• _Stated goal A_: Summarize the passage on Gaza aid and Hamas in two sentences.

• _Extracted text_:
The Hamas regime in Gaza is, of course, not a High Contracting Party, and, more importantly, Israel has reason to fear both that aid provisions are diverted by Hamas and that a direct advantage is accrued to it by such diversions. Not only does Hamas take provisions for its own forces, but its authorities sell provisions donated by foreign bodies and use the money to finance its war. It’s notable that the first reports of Hamas’s financial difficulties emerged only in the past few weeks, once provisions were blocked.

Yet, since the war began, even European states considered friendly to Israel have repeatedly demanded that Israel “allow unhindered passage of humanitarian aid” and refrain from seizing territory or imposing “demographic change”—which means, in practice, that Gazan civilians can’t seek refuge abroad. These principles don’t merely constitute a separate system of international law that applies only to Israel, but prolong the suffering of the people they are ostensibly meant to protect:

By insisting that Hamas can’t lose any territory in the war it launched, the international community has invented a norm that never before existed and removed one of the few levers Israel has to pressure it to end the war and release the hostages.

These commitments have . . . made the plight of the hostages much worse and much longer. They made the war much longer than necessary and much deadlier for both sides. And they locked a large civilian population in a war zone where the de-facto governing authority was not only indifferent to civilian losses on its own side, but actually had much to gain by it.

• _Input_:
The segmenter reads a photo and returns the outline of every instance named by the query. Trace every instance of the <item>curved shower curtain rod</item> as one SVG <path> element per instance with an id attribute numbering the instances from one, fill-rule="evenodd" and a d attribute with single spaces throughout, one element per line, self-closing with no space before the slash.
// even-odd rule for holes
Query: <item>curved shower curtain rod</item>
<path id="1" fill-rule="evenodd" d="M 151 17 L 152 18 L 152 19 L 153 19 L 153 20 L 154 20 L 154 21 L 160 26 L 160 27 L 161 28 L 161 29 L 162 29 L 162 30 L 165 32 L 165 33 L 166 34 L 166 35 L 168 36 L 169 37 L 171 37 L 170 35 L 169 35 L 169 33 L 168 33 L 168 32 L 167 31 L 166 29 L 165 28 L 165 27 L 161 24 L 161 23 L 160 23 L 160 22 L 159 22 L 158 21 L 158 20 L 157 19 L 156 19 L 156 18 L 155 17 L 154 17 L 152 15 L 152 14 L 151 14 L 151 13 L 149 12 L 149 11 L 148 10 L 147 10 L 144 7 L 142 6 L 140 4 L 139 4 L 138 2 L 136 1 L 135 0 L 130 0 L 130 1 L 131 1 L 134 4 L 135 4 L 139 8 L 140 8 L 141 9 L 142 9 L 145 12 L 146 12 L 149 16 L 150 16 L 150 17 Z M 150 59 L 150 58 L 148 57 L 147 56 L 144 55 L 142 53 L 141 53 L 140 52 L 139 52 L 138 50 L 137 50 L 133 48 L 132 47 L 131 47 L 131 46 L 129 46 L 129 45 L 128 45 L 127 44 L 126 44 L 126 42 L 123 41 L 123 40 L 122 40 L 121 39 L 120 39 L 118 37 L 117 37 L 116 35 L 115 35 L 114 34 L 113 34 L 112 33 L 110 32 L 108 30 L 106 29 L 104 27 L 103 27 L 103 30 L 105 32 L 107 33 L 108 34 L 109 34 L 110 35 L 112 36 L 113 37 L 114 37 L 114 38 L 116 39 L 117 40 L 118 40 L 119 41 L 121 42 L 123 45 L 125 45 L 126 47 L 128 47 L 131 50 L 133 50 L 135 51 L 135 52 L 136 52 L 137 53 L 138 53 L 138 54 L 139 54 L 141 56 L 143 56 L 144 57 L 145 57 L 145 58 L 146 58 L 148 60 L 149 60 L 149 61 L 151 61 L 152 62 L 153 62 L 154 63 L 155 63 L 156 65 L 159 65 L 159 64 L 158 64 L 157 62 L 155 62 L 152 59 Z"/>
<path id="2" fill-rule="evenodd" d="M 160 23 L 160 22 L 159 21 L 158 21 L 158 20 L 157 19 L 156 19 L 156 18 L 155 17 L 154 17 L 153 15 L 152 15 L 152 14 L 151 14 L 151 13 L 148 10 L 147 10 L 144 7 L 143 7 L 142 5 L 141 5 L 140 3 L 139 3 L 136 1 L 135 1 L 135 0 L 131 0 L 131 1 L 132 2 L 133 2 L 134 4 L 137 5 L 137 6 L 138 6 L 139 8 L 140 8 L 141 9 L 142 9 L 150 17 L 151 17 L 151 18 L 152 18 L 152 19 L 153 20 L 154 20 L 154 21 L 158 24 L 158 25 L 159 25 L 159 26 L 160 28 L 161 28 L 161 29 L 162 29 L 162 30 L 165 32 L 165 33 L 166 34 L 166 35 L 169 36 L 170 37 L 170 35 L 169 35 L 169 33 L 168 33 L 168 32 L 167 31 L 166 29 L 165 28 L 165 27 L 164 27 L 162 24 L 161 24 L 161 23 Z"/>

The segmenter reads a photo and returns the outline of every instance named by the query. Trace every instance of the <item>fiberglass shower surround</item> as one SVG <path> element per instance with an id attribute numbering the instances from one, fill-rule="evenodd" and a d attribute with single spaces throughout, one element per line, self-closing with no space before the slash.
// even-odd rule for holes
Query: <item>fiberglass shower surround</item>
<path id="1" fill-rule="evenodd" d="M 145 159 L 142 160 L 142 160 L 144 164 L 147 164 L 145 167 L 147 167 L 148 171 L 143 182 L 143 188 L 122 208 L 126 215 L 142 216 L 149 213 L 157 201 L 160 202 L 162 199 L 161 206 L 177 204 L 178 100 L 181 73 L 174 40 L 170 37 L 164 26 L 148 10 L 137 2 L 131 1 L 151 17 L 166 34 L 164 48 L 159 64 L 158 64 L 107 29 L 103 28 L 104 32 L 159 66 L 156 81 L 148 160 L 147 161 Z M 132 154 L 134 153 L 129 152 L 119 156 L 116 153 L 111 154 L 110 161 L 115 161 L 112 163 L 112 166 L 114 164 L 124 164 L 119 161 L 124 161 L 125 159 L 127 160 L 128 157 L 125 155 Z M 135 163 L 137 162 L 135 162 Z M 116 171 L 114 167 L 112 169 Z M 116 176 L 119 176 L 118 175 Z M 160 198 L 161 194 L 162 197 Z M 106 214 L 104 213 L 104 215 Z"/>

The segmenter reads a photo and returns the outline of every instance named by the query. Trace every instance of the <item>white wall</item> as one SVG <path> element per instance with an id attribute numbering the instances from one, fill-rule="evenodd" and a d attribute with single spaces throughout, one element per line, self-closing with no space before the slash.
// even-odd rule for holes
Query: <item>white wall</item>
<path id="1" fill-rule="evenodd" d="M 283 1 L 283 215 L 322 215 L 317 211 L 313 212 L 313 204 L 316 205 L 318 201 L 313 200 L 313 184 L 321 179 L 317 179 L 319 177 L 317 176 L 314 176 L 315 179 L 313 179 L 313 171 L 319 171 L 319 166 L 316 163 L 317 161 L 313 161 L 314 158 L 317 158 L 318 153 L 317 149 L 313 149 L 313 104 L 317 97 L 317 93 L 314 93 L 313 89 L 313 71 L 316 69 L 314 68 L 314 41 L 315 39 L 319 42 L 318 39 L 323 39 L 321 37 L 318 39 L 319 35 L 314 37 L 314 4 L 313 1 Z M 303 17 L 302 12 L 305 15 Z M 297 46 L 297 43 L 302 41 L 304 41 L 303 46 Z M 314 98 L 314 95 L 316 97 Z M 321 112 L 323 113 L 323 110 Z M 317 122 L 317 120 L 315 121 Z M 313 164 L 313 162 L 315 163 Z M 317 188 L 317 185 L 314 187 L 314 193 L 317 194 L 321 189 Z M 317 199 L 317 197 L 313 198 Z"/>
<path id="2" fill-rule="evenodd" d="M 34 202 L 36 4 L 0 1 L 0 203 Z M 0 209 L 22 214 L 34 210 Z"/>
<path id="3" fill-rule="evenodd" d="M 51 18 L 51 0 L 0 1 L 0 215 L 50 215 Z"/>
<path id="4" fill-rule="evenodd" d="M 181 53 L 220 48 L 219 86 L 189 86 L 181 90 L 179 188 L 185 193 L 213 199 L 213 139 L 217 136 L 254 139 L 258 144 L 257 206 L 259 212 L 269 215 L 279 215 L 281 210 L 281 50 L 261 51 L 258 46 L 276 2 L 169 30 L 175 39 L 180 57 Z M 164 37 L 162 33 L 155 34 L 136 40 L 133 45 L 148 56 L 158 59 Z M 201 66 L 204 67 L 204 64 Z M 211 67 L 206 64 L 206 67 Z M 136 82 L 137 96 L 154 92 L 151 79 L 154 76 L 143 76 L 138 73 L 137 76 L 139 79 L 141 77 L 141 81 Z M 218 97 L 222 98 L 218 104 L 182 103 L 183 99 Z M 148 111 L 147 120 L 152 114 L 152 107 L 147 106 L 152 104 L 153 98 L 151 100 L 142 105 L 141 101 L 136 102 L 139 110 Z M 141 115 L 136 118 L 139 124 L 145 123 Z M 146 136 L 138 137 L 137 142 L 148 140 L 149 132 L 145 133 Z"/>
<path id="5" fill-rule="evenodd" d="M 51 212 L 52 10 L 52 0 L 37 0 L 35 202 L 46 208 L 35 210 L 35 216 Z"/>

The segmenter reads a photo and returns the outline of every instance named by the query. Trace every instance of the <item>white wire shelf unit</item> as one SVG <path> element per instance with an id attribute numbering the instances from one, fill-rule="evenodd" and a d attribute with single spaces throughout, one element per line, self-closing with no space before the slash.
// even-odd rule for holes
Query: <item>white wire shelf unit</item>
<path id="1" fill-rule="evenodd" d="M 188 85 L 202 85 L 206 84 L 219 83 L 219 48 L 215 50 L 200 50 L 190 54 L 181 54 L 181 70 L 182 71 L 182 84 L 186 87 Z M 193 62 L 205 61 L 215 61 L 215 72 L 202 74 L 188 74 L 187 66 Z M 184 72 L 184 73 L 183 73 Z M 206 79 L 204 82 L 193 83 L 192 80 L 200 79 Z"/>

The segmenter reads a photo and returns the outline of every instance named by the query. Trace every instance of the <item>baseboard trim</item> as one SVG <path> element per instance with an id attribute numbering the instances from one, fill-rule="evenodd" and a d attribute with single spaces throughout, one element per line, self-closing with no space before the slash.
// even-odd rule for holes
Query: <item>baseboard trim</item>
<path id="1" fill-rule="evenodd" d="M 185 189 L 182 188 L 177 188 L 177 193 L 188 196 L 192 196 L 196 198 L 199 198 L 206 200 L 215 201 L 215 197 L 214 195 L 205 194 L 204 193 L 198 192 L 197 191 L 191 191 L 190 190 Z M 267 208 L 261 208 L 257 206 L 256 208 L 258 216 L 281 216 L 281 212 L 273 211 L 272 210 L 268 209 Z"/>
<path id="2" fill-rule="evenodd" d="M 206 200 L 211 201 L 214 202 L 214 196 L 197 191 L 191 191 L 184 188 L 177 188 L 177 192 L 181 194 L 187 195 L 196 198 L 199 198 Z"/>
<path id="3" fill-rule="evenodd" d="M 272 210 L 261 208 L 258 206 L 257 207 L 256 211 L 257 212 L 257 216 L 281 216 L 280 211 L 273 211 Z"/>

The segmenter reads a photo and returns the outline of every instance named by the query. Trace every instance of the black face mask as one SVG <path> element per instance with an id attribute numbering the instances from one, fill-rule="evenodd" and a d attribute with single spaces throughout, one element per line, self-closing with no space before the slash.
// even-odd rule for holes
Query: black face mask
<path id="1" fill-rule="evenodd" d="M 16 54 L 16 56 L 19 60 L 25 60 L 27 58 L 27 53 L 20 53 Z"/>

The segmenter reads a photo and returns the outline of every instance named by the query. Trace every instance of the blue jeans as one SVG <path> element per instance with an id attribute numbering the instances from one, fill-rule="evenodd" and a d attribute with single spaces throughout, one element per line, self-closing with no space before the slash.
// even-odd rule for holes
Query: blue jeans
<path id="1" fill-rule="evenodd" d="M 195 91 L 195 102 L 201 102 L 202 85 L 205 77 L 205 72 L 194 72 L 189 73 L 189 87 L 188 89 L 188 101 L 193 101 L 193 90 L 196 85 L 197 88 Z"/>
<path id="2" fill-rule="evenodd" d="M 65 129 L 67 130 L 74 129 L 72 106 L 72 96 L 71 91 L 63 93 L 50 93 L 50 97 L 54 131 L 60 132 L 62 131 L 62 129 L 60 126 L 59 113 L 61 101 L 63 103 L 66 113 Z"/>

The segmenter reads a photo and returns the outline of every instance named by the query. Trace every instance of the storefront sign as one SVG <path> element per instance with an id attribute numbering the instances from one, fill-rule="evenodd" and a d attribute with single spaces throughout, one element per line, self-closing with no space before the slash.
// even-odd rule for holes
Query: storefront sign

• _Stated goal B_: Write out the rows word for word, beginning at their first line and stopping after the line that contains "Query: <item>curved shower curtain rod</item>", including that line.

• _Correct answer A_: The passage says Israel fears that Hamas diverts aid, both taking provisions for its forces and selling donated provisions to fund its war, and that reports of Hamas's financial difficulties surfaced only after provisions were blocked. It argues that European demands for unhindered aid and against seizing territory or imposing "demographic change" create a separate legal system for Israel and prolong suffering by lengthening the war, worsening the hostages' plight, and trapping civilians under an authority indifferent to their losses.

• _Correct answer B_:
The segmenter reads a photo and returns the outline of every instance named by the query. Trace every instance of the <item>curved shower curtain rod</item> as one SVG <path> element per instance with an id attribute numbering the instances from one, fill-rule="evenodd" and a d attribute with single spaces throughout, one element per line, self-closing with no space before the slash.
// even-odd rule for holes
Query: <item>curved shower curtain rod</item>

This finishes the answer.